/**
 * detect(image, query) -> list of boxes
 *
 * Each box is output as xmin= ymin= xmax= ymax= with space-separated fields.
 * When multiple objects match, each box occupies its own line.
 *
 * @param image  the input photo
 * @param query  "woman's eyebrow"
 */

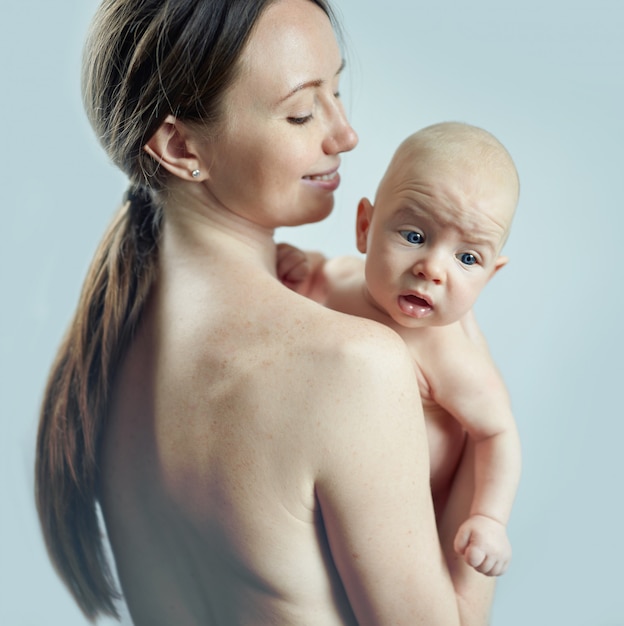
xmin=278 ymin=59 xmax=347 ymax=104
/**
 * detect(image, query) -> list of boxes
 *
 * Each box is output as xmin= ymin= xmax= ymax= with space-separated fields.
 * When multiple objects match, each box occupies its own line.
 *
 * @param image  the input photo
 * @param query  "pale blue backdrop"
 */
xmin=0 ymin=0 xmax=624 ymax=626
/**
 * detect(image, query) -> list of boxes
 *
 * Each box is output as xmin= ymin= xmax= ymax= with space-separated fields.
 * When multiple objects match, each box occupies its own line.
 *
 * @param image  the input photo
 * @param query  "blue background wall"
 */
xmin=0 ymin=0 xmax=624 ymax=626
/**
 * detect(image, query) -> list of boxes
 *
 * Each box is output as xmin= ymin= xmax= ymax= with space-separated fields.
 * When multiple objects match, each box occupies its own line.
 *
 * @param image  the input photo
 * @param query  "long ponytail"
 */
xmin=35 ymin=188 xmax=161 ymax=619
xmin=35 ymin=0 xmax=331 ymax=620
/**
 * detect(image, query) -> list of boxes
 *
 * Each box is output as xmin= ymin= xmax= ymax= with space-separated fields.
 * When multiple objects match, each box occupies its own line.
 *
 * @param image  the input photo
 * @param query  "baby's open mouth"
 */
xmin=403 ymin=295 xmax=431 ymax=307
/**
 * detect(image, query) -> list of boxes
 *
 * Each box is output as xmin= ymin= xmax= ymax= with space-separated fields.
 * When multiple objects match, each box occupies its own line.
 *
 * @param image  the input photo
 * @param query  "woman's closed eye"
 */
xmin=399 ymin=230 xmax=425 ymax=245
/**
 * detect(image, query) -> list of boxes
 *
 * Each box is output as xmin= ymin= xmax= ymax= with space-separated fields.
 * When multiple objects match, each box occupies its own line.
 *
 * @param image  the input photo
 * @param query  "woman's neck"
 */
xmin=162 ymin=183 xmax=276 ymax=275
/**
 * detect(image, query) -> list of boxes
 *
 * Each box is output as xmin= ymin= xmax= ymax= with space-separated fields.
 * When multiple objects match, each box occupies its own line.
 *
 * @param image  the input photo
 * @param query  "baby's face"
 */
xmin=358 ymin=155 xmax=518 ymax=327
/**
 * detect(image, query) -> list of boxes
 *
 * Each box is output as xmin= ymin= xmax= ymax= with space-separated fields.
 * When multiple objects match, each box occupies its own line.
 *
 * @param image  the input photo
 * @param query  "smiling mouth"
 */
xmin=303 ymin=170 xmax=338 ymax=180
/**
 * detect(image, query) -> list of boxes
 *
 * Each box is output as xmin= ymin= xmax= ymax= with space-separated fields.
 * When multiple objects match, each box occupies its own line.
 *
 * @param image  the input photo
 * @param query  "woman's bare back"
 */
xmin=102 ymin=252 xmax=368 ymax=626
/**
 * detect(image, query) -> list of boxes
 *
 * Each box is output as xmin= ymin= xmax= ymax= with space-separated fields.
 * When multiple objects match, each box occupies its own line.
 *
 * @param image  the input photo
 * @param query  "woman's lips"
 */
xmin=399 ymin=294 xmax=433 ymax=319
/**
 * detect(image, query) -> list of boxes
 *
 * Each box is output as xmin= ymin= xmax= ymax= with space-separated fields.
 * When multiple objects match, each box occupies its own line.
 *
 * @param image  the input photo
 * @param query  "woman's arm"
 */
xmin=314 ymin=320 xmax=492 ymax=626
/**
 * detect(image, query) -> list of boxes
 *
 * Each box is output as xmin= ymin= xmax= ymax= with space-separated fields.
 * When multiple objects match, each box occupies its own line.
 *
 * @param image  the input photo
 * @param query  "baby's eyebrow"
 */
xmin=393 ymin=206 xmax=498 ymax=251
xmin=278 ymin=59 xmax=347 ymax=104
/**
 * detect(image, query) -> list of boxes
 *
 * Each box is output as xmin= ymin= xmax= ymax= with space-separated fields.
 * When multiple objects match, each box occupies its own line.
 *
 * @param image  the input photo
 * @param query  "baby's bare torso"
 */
xmin=324 ymin=257 xmax=466 ymax=511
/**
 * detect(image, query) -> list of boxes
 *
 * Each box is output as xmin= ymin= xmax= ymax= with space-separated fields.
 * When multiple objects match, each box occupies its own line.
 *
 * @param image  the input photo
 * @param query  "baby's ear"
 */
xmin=355 ymin=198 xmax=373 ymax=254
xmin=143 ymin=115 xmax=205 ymax=181
xmin=492 ymin=256 xmax=509 ymax=276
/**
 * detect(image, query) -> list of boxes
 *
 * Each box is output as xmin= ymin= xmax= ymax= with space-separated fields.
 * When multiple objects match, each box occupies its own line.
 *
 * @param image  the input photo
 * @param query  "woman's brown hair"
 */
xmin=35 ymin=0 xmax=332 ymax=620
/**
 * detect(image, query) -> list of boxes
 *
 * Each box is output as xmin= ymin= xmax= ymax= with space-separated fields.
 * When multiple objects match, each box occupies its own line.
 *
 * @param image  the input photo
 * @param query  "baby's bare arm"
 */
xmin=422 ymin=319 xmax=521 ymax=575
xmin=313 ymin=326 xmax=493 ymax=626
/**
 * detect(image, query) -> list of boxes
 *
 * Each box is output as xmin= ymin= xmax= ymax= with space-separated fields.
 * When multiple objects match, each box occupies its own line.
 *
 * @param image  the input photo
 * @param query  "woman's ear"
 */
xmin=143 ymin=115 xmax=206 ymax=181
xmin=490 ymin=256 xmax=509 ymax=278
xmin=355 ymin=198 xmax=373 ymax=254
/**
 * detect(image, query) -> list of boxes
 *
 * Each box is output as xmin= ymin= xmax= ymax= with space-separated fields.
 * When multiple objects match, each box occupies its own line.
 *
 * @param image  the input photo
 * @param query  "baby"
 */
xmin=277 ymin=122 xmax=521 ymax=576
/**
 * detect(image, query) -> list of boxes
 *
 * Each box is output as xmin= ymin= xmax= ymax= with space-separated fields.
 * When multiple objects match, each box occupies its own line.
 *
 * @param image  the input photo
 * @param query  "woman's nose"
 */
xmin=323 ymin=101 xmax=358 ymax=154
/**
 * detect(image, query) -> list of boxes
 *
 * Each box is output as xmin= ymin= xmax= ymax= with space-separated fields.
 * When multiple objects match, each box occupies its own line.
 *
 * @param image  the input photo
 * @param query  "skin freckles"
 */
xmin=278 ymin=123 xmax=520 ymax=576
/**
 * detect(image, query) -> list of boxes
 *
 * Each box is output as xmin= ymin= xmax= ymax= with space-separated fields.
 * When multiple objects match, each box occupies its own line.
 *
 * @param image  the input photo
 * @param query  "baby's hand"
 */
xmin=454 ymin=515 xmax=511 ymax=576
xmin=277 ymin=243 xmax=312 ymax=291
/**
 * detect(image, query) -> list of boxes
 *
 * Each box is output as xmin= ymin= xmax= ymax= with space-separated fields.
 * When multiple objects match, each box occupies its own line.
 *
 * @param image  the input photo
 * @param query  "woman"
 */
xmin=37 ymin=0 xmax=492 ymax=626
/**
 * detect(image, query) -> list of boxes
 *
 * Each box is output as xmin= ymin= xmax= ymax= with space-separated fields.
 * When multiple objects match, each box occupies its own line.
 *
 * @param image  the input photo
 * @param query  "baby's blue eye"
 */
xmin=401 ymin=230 xmax=425 ymax=244
xmin=459 ymin=252 xmax=477 ymax=265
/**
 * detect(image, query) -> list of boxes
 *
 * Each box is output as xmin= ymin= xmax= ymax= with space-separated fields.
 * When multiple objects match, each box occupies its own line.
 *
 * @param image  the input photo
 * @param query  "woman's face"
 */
xmin=201 ymin=0 xmax=357 ymax=228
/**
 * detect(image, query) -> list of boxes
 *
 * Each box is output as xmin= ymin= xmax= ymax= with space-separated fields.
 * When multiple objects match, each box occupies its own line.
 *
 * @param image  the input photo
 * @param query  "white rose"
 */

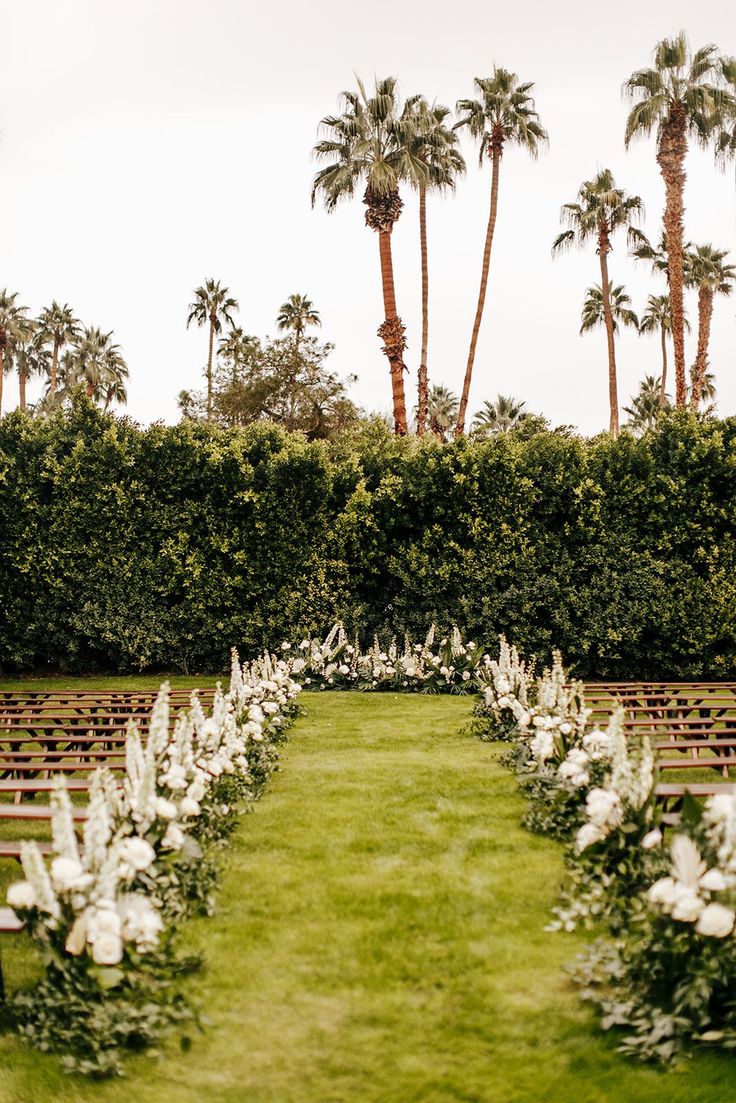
xmin=156 ymin=796 xmax=177 ymax=820
xmin=647 ymin=877 xmax=676 ymax=910
xmin=92 ymin=934 xmax=122 ymax=965
xmin=8 ymin=881 xmax=35 ymax=908
xmin=641 ymin=827 xmax=662 ymax=850
xmin=671 ymin=882 xmax=705 ymax=923
xmin=695 ymin=903 xmax=736 ymax=939
xmin=575 ymin=824 xmax=606 ymax=853
xmin=700 ymin=869 xmax=726 ymax=892
xmin=120 ymin=835 xmax=156 ymax=872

* What to produce
Tally the lines in the data above that contain the string "woman", treating case as significant, and give only the number.

* Written solution
11